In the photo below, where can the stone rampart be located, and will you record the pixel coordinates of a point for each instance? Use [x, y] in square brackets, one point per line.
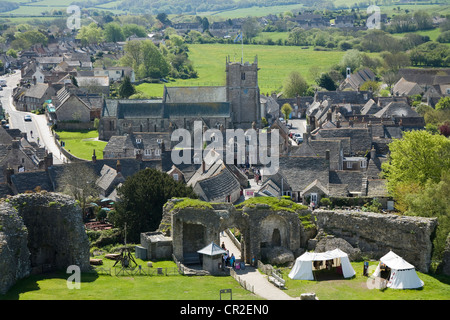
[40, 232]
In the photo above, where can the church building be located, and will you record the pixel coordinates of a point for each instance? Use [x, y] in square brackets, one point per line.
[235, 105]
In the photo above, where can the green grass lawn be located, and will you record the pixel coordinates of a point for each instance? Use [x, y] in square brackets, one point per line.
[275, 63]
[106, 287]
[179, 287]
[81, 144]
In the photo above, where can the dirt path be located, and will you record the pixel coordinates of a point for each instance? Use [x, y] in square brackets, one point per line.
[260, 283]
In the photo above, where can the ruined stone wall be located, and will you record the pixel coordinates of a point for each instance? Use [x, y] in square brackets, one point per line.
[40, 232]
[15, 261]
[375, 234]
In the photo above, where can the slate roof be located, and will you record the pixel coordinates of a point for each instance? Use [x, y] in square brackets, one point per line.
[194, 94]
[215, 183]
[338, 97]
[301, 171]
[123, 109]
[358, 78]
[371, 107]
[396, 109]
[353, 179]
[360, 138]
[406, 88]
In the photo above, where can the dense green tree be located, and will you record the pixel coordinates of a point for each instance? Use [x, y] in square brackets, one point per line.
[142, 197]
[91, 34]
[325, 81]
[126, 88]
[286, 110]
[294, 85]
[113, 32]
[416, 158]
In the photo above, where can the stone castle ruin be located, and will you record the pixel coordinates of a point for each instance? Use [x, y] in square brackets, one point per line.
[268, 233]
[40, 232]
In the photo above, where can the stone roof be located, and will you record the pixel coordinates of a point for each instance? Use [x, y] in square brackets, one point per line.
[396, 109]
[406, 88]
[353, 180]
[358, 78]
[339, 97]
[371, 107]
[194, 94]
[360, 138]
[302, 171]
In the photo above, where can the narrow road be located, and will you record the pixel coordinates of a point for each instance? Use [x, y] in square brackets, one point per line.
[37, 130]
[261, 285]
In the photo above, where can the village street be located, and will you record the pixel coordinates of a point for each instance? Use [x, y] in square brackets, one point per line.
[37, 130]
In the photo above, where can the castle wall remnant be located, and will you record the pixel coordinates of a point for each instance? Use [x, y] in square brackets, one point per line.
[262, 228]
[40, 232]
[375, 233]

****************************************

_Exercise directions_
Write the records out exactly, dropping every image.

_The answer_
In the photo below, where can the stone rampart be located, and will you record the pixel coordinates of a point for each instance? Use [x, y] in square brackets, one point per line.
[40, 232]
In the photo above, where can the church building be located, and will you record the pixel coordinates of a point for each instance? Use [x, y] in square brackets, one point per line.
[235, 105]
In the photo above, where can the green grass lawn be located, and will you record the pixel coordinates of a point for each instance? Use [x, y] in square brackets, one point per line.
[275, 63]
[106, 287]
[179, 287]
[81, 144]
In the photo above, where can the dirt path be located, and will you record the pixel coordinates of a point for each instance? Use [x, y] in square brackets, one point per line.
[260, 283]
In the photo above, where can the ruined stone wall be located, and will you record the pixel coordinates of a point for each instance? Use [x, y] in square brackets, one point per line.
[40, 232]
[15, 261]
[375, 234]
In the photo above, where can the slate roof be located, and will you record the pixel coordinates of a point for each instance? Use [x, y] in square brackets, one point per line.
[194, 94]
[215, 183]
[338, 97]
[301, 171]
[123, 109]
[358, 78]
[371, 107]
[396, 109]
[353, 179]
[360, 138]
[406, 88]
In the photo above, where can the dense green tree be located, and will you record the pixel coordinates of a point for each instance? Use [x, y] in square brackets, one point per line.
[142, 197]
[91, 34]
[325, 81]
[126, 88]
[286, 110]
[294, 85]
[113, 32]
[416, 158]
In the photo above, where can the stone castle ruin be located, and will you record the pixel coordinates of a point for each instance? Use [x, y] in square brackets, one point per line.
[268, 233]
[40, 232]
In the photo above, where can the stone roof be located, and will you record the pixel coordinates of a point for each instance? Use [x, y] in square brackets, one point per line.
[396, 109]
[406, 88]
[353, 180]
[358, 78]
[339, 97]
[371, 107]
[194, 94]
[360, 138]
[302, 171]
In the photo above, where can the narrow road be located, and will you record the pixel coordinates of a point for each instance? Use [x, y] in square brackets, one point per line.
[37, 130]
[261, 285]
In the photo above, where can the village street be located, and will you record the pixel coordinates of a point for each instance? Use [x, y] in square brackets, one point per line.
[37, 130]
In the photo above, where can the castle wall remnant be located, and will you record the pixel coordinates of a point for each instance? Use [x, y] in square brackets, one point per line.
[262, 228]
[40, 232]
[375, 233]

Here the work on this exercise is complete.